-- WORK ORDER --
Among the entries below, find each line with "hazy" and show it.

##### STORED DATA #####

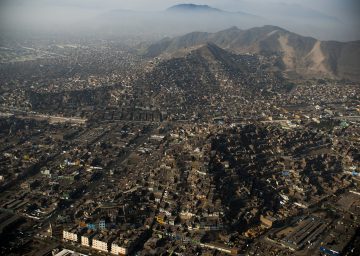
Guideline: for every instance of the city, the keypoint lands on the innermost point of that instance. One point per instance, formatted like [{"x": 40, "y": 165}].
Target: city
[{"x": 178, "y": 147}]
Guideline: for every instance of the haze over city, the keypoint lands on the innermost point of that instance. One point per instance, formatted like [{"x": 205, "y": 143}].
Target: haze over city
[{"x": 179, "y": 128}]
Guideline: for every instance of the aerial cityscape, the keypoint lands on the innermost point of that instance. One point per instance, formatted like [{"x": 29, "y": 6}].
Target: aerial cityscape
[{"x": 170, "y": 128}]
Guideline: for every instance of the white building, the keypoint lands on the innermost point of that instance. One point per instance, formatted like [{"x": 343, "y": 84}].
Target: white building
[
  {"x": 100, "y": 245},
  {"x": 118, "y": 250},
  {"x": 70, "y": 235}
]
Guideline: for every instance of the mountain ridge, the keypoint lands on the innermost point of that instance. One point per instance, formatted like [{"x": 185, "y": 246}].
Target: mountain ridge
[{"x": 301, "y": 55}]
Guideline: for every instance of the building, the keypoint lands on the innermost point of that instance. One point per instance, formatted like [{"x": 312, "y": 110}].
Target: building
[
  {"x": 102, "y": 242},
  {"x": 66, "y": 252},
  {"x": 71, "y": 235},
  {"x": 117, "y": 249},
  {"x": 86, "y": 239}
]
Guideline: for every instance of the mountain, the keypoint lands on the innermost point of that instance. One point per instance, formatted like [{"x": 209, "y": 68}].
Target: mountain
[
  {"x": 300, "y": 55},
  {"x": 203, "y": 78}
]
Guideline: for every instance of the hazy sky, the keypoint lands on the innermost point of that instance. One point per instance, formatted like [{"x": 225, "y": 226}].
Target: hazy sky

#####
##### STORED DATA #####

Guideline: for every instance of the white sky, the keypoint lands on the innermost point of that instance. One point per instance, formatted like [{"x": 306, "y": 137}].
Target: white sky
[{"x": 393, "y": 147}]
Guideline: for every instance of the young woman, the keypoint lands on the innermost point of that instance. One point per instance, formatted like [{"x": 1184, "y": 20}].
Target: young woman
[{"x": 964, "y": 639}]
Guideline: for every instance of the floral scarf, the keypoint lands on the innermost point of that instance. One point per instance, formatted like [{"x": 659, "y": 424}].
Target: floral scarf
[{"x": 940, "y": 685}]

#####

-- RESPONSE AREA --
Guideline: for every instance of the hazy sky, the keypoint lands on the innermost point of that instance. One point per instance, formatted like [{"x": 225, "y": 226}].
Target: hazy sky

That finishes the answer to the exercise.